▸ **EXERCISE A**:
Rewrite the portion of the passage on wind definitions between "Ground Wind = the" and "the tide changes.", inclusive, substituting "drift" for "leeway".

▸ **GIVEN TEXT**:

There is a long discussion about this in the archives.

Apparent Wind = the wind speed and direction in relation to your boat. So in a dead calm motoring ahead at 10 knots, you would have a 10 knot apparent wind at 0 degrees.

True Wind = the wind speed and direction in relation to the WATER. In the example above, you would have Apparent Wind of 10 knots and True Wind of 0. Your instruments calculate True Wind by taking Apparent Wind (the only thing your wind instruments measure directly) and taking out the vector for speed through the water. Which is why you get no true wind readout if you have not got STW data -- speed through the water data -- in your network.

Ground Wind = the wind in relation to land, not water. In the example above, if there is no current and no leeway, Ground Wind = True Wind. If you are motoring directly against a 5 knot current, however, then you have Apparent Wind of 10, True Wind of 0, and Ground Wind of 5. To calculate Ground Wind, your instruments take out the vector for SOG, rather than STW. Ground Wind is of no relevance to sailors unless we are sailing in a strong tidal current and are trying to anticipate what the wind will be like when the tide changes.


Before GPS, it was impossible to calculate Ground Wind. That is because the only speed data we had was STW. Possibly the idea of True Wind versus Ground Wind arose because instrument makers who suddenly had access to SOG data on the network needed some way to differentiate true wind calculated that way versus True Wind calculated using STW.

▸ **SOURCE DATA**:
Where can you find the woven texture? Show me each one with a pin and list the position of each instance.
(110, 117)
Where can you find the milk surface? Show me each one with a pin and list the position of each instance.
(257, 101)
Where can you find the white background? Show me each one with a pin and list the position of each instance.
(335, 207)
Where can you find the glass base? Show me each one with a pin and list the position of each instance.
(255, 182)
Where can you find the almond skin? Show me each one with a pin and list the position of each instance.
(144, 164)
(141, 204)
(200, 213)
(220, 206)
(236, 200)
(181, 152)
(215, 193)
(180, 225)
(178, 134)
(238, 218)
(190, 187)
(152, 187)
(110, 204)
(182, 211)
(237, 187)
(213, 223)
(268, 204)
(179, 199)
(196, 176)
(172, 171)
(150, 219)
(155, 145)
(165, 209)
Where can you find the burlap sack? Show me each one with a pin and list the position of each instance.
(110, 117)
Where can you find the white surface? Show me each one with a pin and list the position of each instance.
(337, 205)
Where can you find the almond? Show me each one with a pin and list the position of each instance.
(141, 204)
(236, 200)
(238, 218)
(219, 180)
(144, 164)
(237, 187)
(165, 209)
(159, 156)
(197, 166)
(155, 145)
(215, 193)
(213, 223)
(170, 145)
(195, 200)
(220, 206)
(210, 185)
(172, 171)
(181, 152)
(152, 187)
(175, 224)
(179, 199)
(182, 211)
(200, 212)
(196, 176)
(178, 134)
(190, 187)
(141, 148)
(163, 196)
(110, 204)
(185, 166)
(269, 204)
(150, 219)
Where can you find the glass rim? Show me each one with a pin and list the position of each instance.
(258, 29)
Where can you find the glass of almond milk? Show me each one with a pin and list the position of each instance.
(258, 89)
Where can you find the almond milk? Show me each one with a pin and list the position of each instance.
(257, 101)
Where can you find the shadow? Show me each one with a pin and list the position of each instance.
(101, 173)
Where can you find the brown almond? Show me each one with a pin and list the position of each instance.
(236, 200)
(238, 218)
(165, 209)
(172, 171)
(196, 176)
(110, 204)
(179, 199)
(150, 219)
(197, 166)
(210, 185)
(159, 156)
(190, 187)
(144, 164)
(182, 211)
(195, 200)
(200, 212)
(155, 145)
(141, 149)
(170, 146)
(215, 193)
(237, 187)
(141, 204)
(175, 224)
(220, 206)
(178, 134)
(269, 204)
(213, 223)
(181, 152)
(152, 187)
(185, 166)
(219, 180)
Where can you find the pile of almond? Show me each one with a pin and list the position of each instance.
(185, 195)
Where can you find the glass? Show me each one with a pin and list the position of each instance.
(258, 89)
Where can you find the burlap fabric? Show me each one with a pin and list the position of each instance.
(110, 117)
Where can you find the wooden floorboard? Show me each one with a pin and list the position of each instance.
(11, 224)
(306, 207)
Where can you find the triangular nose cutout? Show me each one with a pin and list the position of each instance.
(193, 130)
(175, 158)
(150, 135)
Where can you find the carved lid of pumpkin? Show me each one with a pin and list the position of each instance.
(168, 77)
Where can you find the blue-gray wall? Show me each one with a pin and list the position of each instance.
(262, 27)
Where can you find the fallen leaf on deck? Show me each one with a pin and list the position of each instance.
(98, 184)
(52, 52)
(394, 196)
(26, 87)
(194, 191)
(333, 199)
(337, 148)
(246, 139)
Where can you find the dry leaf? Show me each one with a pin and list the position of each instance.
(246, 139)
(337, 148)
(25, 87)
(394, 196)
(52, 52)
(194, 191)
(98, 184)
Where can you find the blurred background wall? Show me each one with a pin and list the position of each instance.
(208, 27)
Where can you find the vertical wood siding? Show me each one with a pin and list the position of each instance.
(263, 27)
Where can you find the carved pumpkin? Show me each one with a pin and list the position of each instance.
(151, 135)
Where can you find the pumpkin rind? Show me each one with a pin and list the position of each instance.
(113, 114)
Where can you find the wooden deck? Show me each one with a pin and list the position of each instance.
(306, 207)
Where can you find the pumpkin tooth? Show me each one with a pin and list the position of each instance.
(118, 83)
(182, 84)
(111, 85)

==

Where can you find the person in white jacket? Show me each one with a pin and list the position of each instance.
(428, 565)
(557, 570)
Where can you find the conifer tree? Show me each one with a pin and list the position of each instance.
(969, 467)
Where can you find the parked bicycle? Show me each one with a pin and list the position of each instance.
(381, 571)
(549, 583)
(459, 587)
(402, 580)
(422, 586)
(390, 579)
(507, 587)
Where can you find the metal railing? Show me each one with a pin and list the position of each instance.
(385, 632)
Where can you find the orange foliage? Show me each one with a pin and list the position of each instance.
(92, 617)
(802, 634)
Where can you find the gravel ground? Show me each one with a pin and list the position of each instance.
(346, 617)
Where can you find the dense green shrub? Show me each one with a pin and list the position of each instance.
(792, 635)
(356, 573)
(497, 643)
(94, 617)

==

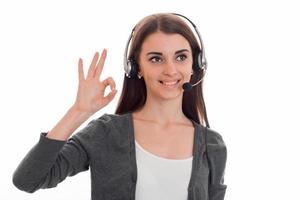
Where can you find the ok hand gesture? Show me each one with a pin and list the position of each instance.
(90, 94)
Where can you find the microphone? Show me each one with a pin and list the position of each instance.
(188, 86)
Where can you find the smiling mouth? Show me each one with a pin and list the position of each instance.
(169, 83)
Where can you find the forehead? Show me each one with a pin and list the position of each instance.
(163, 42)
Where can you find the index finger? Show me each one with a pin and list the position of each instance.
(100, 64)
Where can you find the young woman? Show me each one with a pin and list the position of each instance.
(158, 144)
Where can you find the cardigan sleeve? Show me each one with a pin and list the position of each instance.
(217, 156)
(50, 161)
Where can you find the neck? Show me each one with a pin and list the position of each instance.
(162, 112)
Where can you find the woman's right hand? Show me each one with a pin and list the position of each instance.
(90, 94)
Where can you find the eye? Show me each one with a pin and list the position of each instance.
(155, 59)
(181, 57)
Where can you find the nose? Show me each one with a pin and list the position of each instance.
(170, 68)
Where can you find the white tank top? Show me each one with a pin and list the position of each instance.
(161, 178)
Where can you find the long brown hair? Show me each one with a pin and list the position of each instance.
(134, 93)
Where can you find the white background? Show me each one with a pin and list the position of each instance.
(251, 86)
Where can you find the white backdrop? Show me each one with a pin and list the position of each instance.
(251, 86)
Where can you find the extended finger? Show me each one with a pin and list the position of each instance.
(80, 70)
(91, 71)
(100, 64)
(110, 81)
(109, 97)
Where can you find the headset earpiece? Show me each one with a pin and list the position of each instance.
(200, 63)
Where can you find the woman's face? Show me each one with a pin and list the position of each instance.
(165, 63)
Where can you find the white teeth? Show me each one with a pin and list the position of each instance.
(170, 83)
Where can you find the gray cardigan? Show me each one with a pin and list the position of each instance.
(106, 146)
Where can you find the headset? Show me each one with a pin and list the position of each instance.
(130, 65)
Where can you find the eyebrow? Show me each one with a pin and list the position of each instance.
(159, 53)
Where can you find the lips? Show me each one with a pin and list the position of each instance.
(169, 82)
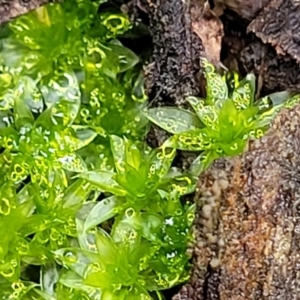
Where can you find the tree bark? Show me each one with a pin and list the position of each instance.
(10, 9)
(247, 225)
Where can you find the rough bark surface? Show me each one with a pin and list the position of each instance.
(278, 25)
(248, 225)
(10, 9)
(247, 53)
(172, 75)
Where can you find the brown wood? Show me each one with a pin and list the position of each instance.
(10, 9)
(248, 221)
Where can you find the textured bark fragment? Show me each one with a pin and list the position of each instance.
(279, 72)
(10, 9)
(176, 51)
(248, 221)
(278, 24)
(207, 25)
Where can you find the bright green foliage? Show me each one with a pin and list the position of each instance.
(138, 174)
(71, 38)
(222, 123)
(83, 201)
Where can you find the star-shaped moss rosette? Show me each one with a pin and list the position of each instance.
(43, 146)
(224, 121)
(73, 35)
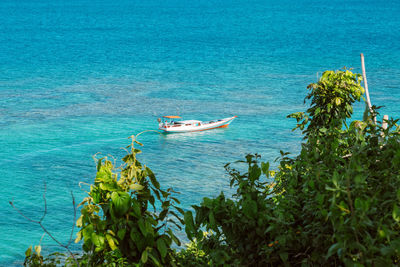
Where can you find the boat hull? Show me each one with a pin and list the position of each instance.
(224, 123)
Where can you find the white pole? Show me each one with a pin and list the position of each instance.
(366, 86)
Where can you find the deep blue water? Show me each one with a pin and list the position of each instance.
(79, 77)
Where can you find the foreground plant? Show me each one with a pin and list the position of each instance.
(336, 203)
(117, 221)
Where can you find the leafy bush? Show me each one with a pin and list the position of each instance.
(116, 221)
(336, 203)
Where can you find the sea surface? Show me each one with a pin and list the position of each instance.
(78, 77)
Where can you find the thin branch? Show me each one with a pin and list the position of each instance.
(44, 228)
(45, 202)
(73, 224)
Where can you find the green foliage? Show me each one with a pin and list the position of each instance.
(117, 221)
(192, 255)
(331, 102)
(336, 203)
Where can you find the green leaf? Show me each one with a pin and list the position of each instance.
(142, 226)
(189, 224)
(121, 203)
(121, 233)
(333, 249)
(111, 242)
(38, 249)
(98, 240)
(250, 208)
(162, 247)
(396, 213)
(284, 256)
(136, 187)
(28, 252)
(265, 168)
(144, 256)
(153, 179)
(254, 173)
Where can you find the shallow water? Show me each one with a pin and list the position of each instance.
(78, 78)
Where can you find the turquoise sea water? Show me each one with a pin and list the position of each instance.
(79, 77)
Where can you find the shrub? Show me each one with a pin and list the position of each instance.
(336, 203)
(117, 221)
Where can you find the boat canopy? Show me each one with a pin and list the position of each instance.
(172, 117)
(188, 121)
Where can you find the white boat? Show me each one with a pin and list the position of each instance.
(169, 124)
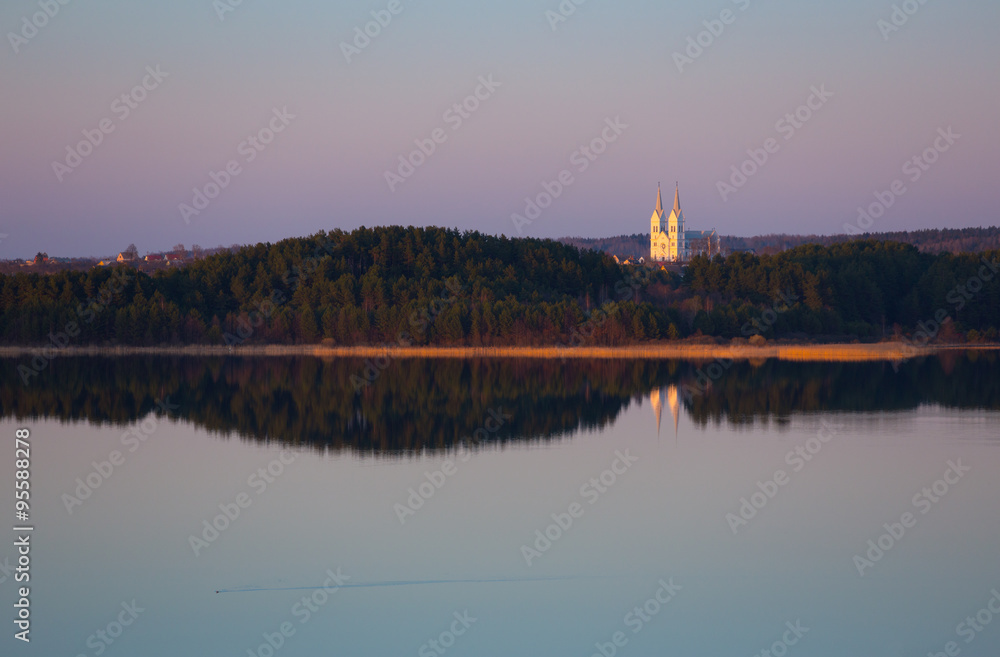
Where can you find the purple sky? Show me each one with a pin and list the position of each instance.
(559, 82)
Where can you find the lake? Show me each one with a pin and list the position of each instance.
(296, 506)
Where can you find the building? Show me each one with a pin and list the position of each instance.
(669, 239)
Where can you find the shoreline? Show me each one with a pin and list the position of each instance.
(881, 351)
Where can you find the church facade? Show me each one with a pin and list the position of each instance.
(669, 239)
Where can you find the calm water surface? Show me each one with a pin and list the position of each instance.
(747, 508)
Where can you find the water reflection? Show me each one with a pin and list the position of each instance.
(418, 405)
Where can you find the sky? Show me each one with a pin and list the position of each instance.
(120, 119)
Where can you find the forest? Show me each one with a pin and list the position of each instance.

▸ **EXERCISE B**:
Find every line in the records that contains the string "tree" and copy each one in full.

▸ **FULL OUTPUT A**:
Ground Wind = the wind in relation to land, not water. In the example above, if there is no current and no drift, Ground Wind = True Wind. If you are motoring directly against a 5 knot current, however, then you have Apparent Wind of 10, True Wind of 0, and Ground Wind of 5. To calculate Ground Wind, your instruments take out the vector for SOG, rather than STW. Ground Wind is of no relevance to sailors unless we are sailing in a strong tidal current and are trying to anticipate what the wind will be like when the tide changes.

▸ **FULL OUTPUT B**:
Where can you find the conifer tree? Show me each one with a pin and list the position of each instance.
Where can you find the tree bark? Show me each one with a pin and list the position of each instance.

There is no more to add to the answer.